Do this ▸ Repeat all of the material exactly as given.

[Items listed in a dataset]

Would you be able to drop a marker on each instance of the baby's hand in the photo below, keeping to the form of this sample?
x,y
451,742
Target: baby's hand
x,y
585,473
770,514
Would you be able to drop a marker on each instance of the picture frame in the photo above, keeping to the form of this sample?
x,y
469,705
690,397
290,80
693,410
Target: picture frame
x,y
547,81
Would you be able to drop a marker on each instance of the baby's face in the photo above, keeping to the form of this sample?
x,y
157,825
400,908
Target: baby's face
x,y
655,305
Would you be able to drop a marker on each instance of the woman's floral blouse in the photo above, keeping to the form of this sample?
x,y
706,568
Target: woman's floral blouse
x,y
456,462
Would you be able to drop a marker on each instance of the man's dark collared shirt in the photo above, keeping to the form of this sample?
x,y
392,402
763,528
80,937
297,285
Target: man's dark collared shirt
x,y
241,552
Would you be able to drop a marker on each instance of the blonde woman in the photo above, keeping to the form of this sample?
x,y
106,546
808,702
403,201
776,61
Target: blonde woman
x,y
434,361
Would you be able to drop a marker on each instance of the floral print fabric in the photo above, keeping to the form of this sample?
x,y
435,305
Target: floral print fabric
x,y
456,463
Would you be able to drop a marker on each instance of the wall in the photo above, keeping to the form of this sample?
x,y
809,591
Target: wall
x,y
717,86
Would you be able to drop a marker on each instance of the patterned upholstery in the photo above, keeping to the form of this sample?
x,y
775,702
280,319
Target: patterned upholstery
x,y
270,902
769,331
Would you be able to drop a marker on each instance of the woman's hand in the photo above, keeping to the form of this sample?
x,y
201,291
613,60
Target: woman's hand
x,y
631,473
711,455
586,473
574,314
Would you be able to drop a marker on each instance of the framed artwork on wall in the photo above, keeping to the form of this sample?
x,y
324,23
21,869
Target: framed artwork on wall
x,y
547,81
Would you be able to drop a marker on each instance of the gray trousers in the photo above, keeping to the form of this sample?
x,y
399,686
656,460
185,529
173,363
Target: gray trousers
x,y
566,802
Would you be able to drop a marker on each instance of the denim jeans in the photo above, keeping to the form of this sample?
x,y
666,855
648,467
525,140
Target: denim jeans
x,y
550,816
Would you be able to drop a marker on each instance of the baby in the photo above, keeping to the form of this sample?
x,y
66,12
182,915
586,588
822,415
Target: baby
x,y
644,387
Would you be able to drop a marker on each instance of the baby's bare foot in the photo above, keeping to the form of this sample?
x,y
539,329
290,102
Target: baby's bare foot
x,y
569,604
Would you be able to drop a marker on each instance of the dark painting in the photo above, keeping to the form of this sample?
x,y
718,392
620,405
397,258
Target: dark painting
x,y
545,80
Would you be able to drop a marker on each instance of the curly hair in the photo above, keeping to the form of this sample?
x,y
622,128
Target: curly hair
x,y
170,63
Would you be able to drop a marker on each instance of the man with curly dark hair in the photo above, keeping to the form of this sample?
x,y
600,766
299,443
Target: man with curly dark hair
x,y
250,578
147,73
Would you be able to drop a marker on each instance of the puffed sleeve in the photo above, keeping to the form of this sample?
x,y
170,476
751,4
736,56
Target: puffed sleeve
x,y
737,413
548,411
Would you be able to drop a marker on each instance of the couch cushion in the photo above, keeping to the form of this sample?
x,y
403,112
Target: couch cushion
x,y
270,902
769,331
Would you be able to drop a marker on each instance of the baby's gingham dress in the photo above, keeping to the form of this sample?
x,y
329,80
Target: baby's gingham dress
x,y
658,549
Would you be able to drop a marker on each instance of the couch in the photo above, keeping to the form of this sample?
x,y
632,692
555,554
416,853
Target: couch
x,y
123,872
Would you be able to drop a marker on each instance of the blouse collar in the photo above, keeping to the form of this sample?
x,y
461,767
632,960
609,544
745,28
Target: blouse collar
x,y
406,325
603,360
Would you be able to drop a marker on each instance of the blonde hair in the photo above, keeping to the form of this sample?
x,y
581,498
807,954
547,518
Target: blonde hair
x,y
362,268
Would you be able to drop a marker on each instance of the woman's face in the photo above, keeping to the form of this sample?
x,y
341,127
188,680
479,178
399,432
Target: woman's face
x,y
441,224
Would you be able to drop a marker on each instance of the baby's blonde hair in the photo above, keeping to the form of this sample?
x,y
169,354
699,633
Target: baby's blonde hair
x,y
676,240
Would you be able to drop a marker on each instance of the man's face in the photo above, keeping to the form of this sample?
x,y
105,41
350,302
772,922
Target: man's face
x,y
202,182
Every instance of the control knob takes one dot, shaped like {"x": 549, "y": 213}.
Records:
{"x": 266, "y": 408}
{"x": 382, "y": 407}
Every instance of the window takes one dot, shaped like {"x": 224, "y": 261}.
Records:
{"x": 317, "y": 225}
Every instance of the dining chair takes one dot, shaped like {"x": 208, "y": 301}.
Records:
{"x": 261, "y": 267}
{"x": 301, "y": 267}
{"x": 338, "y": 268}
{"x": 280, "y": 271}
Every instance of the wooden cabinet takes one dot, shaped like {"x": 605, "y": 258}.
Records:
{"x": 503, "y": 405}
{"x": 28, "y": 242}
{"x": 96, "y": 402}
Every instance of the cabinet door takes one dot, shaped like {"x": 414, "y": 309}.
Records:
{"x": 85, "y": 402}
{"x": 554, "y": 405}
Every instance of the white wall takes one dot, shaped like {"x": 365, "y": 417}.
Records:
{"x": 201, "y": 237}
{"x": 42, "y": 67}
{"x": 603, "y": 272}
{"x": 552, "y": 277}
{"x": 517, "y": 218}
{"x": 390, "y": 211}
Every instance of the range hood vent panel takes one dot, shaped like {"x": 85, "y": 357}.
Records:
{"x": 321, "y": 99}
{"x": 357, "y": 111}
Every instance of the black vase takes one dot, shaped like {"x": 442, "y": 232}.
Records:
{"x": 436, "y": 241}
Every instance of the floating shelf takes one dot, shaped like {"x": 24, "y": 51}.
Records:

Answer below ▸
Would you be able to drop a marker on each instance of the baby's hand in the photo below, keeping to the form of this sample?
x,y
451,742
Target: baby's hand
x,y
585,473
770,514
Would you be able to drop a marker on each instance of the picture frame in the photo above, keeping to the form of this sample?
x,y
469,705
690,397
290,80
693,410
Target: picture frame
x,y
547,81
Would you be able to drop a marker on each instance of the baby's face in the photo above, keeping to the form of this sample?
x,y
157,825
400,908
Target: baby's face
x,y
655,305
Would you be able to drop a marker on each instance of the woman's floral blouse in the photo above, keeping to the form of this sample?
x,y
706,568
Target: woman's floral blouse
x,y
456,462
Would you be able to drop a marker on each instance of the man's dark collared shirt in the photo above, keeping to the form of this sample?
x,y
392,402
763,528
80,937
297,285
Target: man's dark collared shirt
x,y
241,552
Would you be able to drop a marker on each instance of the blonde woman in the photo above, keeping to the form of this sample?
x,y
106,546
808,702
403,201
776,61
Target: blonde woman
x,y
434,361
Would you be able to drop a marker on each instance of the floral print fabric in the photo above, keeping to the form of this sample?
x,y
435,305
Target: floral print fabric
x,y
456,463
Would you be able to drop a marker on each instance of the wall in the photo above, keeping to the form of this sample?
x,y
809,591
Target: wall
x,y
717,86
Would you be able to drop a marker on each instance of the patterned upholstery in the photo above, keeping to the form of this sample?
x,y
775,702
280,319
Target: patterned upholstery
x,y
270,902
769,331
Would you be able to drop a marker on each instance of the woman's hand in the photo above, keeping to the form of this sample?
x,y
201,291
613,60
Target: woman's hand
x,y
631,473
711,455
586,473
574,314
Would you be able to drop a marker on each instance of the framed artwork on wall in the photo above, keeping to the form of this sample?
x,y
324,23
21,869
Target: framed artwork on wall
x,y
547,81
Would you be able to drop a marker on each instance of the gray trousers in the photo above, keeping to the form of this sample?
x,y
399,686
656,460
185,529
173,363
Target: gray trousers
x,y
566,802
Would you be able to drop a marker on each instance of the denim jeans in the photo above, keeping to the form of this sample?
x,y
666,855
648,467
525,140
Target: denim jeans
x,y
550,816
Would you be able to drop a marker on each instance of the baby in the photo above, keeping to the form of this sample?
x,y
66,12
182,915
586,588
822,415
Target: baby
x,y
644,387
Would you be able to drop a marker on each instance of the baby's bare foot in the photo above, keeping to the form of this sample?
x,y
539,329
290,102
Target: baby's bare foot
x,y
569,604
Would you be able to drop a marker on each instance of the dark painting in the photo above, keeping to the form of this sample?
x,y
718,392
620,405
397,258
Target: dark painting
x,y
545,80
Would you be able to drop a marker on each instance of the curly hair in the photo above, keeping to the form of this sample?
x,y
622,128
Target: curly hair
x,y
170,63
Would you be able to drop a marker on each instance of the man with curly dark hair in the photo above, keeping to the form of this sample?
x,y
600,766
299,443
Target: man with curly dark hair
x,y
250,578
147,73
Would you be able to drop a marker on each instance of the puffed sleeve in the photo above, keeping to the form of this sample?
x,y
170,476
751,4
736,56
Target: puffed sleeve
x,y
737,413
548,411
Would you be able to drop a marker on each instance of the couch cushion in the photo above, keeping to the form of this sample?
x,y
403,112
Target: couch cushion
x,y
270,902
769,331
Would you be able to drop a marker on each instance of the baby's gingham dress in the photo above, keeping to the form of this sample?
x,y
329,80
Target: baby's gingham dress
x,y
658,549
Would you be able to drop a marker on each instance of the couch in the photo above, keeping to the form of this sample?
x,y
632,692
555,554
416,853
Target: couch
x,y
123,872
Would you be able to drop a marker on each instance of the blouse collar in the photo above, keeping to the form of this sample?
x,y
461,767
632,960
609,544
745,28
Target: blouse collar
x,y
406,325
603,360
Would you be able to drop a marker on each instance of the blonde hair in the photo above, keeping to the form of this sample?
x,y
581,498
807,954
547,518
Target: blonde hair
x,y
362,268
Would you be able to drop a marker on each instance of the woman's face in the photo above, keeping to the form of this sample?
x,y
341,127
188,680
479,178
399,432
Target: woman's face
x,y
441,224
Would you be able to drop a marker on each instance of the baby's blonde hair in the photo above, keeping to the form of this sample?
x,y
169,354
699,633
Target: baby's blonde hair
x,y
676,240
Would you be able to drop a marker on each instance of the man's face in the photo above, keeping to the form of this sample?
x,y
105,41
350,302
772,922
Target: man's face
x,y
202,182
Every instance of the control knob takes one dot, shaped like {"x": 549, "y": 213}.
Records:
{"x": 266, "y": 408}
{"x": 382, "y": 407}
Every instance of the window takes one dot, shaped like {"x": 224, "y": 261}.
Records:
{"x": 317, "y": 225}
Every instance of the dining chair takes one dot, shaped like {"x": 208, "y": 301}.
Records:
{"x": 261, "y": 267}
{"x": 301, "y": 267}
{"x": 338, "y": 268}
{"x": 280, "y": 271}
Every instance of the wooden cabinet takes one dot, shaped like {"x": 605, "y": 258}.
Records:
{"x": 503, "y": 405}
{"x": 28, "y": 242}
{"x": 96, "y": 402}
Every instance of the cabinet door takes one dot, shaped like {"x": 414, "y": 309}.
Records:
{"x": 85, "y": 402}
{"x": 554, "y": 405}
Every instance of the white wall takes one dot, shaped like {"x": 365, "y": 417}.
Records:
{"x": 201, "y": 237}
{"x": 42, "y": 67}
{"x": 603, "y": 272}
{"x": 552, "y": 277}
{"x": 517, "y": 218}
{"x": 390, "y": 211}
Every instance of the range hood vent panel takes one dot, shaped like {"x": 85, "y": 357}.
Records:
{"x": 321, "y": 99}
{"x": 357, "y": 111}
Every instance of the black vase takes one dot, shaped like {"x": 442, "y": 232}.
Records:
{"x": 436, "y": 241}
Every instance of the floating shelf takes one dot, shaped like {"x": 24, "y": 51}.
Records:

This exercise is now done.